» **Aim of the exercise**:
The entries below are to be copied exactly, with every picture left out.

(Stored data entries)

::::::::::

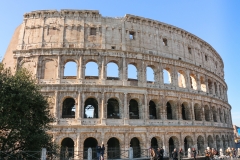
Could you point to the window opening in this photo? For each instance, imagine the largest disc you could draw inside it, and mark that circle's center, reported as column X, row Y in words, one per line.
column 68, row 110
column 133, row 109
column 93, row 31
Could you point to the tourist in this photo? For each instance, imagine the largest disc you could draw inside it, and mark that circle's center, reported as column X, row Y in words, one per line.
column 194, row 153
column 102, row 152
column 98, row 149
column 180, row 154
column 175, row 154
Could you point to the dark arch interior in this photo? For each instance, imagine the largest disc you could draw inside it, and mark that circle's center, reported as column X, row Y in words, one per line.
column 152, row 110
column 67, row 148
column 113, row 148
column 113, row 109
column 169, row 111
column 91, row 105
column 133, row 109
column 154, row 143
column 90, row 143
column 68, row 110
column 136, row 147
column 171, row 145
column 184, row 112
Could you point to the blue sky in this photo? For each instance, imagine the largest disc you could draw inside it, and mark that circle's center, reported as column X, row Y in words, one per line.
column 216, row 21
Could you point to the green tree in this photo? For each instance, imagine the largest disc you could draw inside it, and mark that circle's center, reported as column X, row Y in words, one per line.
column 24, row 113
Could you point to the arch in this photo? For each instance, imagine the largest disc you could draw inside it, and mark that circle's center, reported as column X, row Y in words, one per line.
column 132, row 72
column 112, row 71
column 210, row 141
column 67, row 148
column 197, row 112
column 210, row 86
column 188, row 143
column 193, row 82
column 207, row 113
column 200, row 144
column 91, row 70
column 186, row 114
column 133, row 109
column 70, row 70
column 218, row 142
column 113, row 108
column 89, row 143
column 167, row 76
column 214, row 111
column 173, row 143
column 68, row 109
column 150, row 74
column 113, row 150
column 91, row 108
column 152, row 110
column 154, row 143
column 203, row 84
column 135, row 144
column 181, row 79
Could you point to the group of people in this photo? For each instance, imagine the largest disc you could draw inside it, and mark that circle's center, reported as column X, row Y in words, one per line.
column 100, row 152
column 158, row 155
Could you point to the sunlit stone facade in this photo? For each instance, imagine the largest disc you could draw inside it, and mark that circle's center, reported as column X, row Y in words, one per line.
column 189, row 110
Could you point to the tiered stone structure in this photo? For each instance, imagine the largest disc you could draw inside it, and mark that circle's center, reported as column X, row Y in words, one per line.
column 190, row 111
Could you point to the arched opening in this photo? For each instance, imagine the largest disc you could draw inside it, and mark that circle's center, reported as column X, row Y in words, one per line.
column 173, row 143
column 67, row 148
column 135, row 144
column 154, row 143
column 203, row 84
column 91, row 70
column 207, row 113
column 133, row 109
column 214, row 114
column 112, row 71
column 113, row 150
column 132, row 72
column 169, row 111
column 90, row 143
column 210, row 141
column 188, row 143
column 197, row 112
column 200, row 145
column 181, row 79
column 193, row 82
column 167, row 76
column 186, row 114
column 218, row 142
column 152, row 110
column 68, row 110
column 70, row 70
column 91, row 108
column 113, row 109
column 210, row 87
column 150, row 75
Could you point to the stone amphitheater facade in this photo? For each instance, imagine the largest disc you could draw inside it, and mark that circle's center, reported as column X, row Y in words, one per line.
column 192, row 110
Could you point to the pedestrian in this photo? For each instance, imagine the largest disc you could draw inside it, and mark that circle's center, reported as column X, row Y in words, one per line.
column 102, row 152
column 180, row 154
column 175, row 154
column 98, row 149
column 194, row 153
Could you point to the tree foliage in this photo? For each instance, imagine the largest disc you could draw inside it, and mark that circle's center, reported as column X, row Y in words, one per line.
column 24, row 113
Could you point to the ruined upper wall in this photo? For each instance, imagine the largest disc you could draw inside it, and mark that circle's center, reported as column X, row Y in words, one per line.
column 88, row 29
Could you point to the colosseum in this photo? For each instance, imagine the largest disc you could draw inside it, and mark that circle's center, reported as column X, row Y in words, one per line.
column 184, row 106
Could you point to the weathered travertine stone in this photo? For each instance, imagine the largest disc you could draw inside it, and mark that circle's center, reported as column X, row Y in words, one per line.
column 192, row 110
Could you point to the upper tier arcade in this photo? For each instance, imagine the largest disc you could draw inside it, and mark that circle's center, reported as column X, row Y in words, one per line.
column 88, row 29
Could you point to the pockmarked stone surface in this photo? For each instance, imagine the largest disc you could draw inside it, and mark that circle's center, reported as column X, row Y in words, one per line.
column 185, row 106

::::::::::

» **Written reply**:
Could you point to the window opening in this photo? For each instance, imagine the largest disc you could draw inside it, and mark that circle's center, reported as column X, row Y in words, one per line.
column 68, row 110
column 133, row 109
column 93, row 31
Could you point to the tourist in this photo? For each instance, imagine the largest disc you could draw inside it, and mark that circle's center, reported as column X, row Y in words, one per line.
column 194, row 153
column 102, row 152
column 98, row 149
column 180, row 154
column 175, row 154
Could you point to the dark arch interior in this photo? For each instance, imagine the largest disc you could draw inside it, and mark that circle's center, reported as column X, row Y in words, one per line.
column 152, row 110
column 67, row 148
column 113, row 148
column 113, row 109
column 169, row 111
column 91, row 105
column 133, row 109
column 154, row 143
column 90, row 143
column 68, row 110
column 136, row 147
column 171, row 145
column 184, row 112
Could you point to the blue sky in this photo? For each instance, imagine the largest disc you could draw inside it, and mark that circle's center, reported as column X, row Y in words, one per line.
column 216, row 21
Could you point to the green tree in this photo? For each instance, imagine the largest disc you could draw inside it, and mark that circle's center, reported as column X, row Y in words, one per line.
column 24, row 113
Could you point to the arch in this photo? For each instance, imagine the largest disc you could draw inside it, and mark that circle's center, reported as column X, row Y in words, one per line.
column 132, row 72
column 112, row 71
column 210, row 141
column 67, row 148
column 197, row 112
column 210, row 86
column 188, row 143
column 193, row 82
column 207, row 113
column 200, row 144
column 91, row 70
column 186, row 114
column 133, row 109
column 70, row 70
column 218, row 142
column 113, row 108
column 89, row 143
column 167, row 76
column 214, row 111
column 173, row 143
column 68, row 109
column 150, row 74
column 113, row 150
column 91, row 108
column 152, row 110
column 154, row 143
column 203, row 84
column 135, row 144
column 181, row 79
Could you point to the group of people in this photo? For each instance, imagine the largest disc you could draw inside it, and mark that circle's center, reported as column X, row Y in words, one per line.
column 100, row 152
column 158, row 155
Could you point to the sunlit stone facade in this photo? For each instance, imagine the largest disc you could draw inside it, and mark that circle's center, reported as column X, row Y in words, one per line.
column 189, row 110
Could you point to the tiered stone structure in this photo? For each instance, imagine the largest disc you could draw inside it, and mark that circle's center, reported as column X, row Y in words, one per line.
column 190, row 111
Could you point to the arched opening in this photo? For each instance, imagine the largest disc you could draw inside it, and mark that circle's center, reported as column X, row Y in words, one per line.
column 173, row 143
column 67, row 148
column 135, row 144
column 154, row 143
column 203, row 84
column 91, row 70
column 207, row 113
column 133, row 109
column 214, row 114
column 112, row 71
column 113, row 150
column 132, row 72
column 169, row 111
column 90, row 143
column 210, row 141
column 188, row 143
column 197, row 112
column 200, row 145
column 181, row 79
column 193, row 82
column 167, row 76
column 186, row 114
column 218, row 142
column 152, row 110
column 68, row 110
column 70, row 70
column 91, row 108
column 113, row 109
column 210, row 87
column 150, row 75
Could you point to the stone amphitheater facade in this photo? For each instance, imagine the largest disc you could draw inside it, and mark that circle's center, reported as column X, row Y in words, one per line.
column 192, row 110
Could you point to the pedestrian in this photo? For each instance, imagine the largest disc you could draw inside it, and mark that circle's center, reported as column X, row Y in words, one per line.
column 102, row 152
column 180, row 154
column 175, row 154
column 98, row 149
column 194, row 153
Could you point to the tree foliage in this photo? For each instance, imagine the largest disc you could draw inside it, and mark that circle's center, reported as column X, row Y in words, one per line.
column 24, row 113
Could you point to the ruined upper wall in this photo? For each instance, imagine the largest disc you could draw inside it, and mark that circle's center, reported as column X, row Y in words, one per line.
column 88, row 29
Could you point to the colosseum in this photo? For each instance, imagine the largest disc you could draw inside it, and mark that circle's center, reported as column X, row Y in words, one per line.
column 184, row 106
Could you point to the weathered travertine stone in this photo? For each instance, imagine the largest disc you could draw inside it, and mark that circle's center, reported as column X, row Y in words, one per line.
column 192, row 110
Could you point to the upper tier arcade in this photo? For each instance, imagine the largest disc you could draw inside it, and mark that circle's center, reported as column X, row Y in words, one per line.
column 88, row 29
Could you point to the pockmarked stone surface in this photo? For each instance, imagine the largest disc you could draw inside it, and mark that circle's center, reported as column X, row Y in words, one per line.
column 185, row 106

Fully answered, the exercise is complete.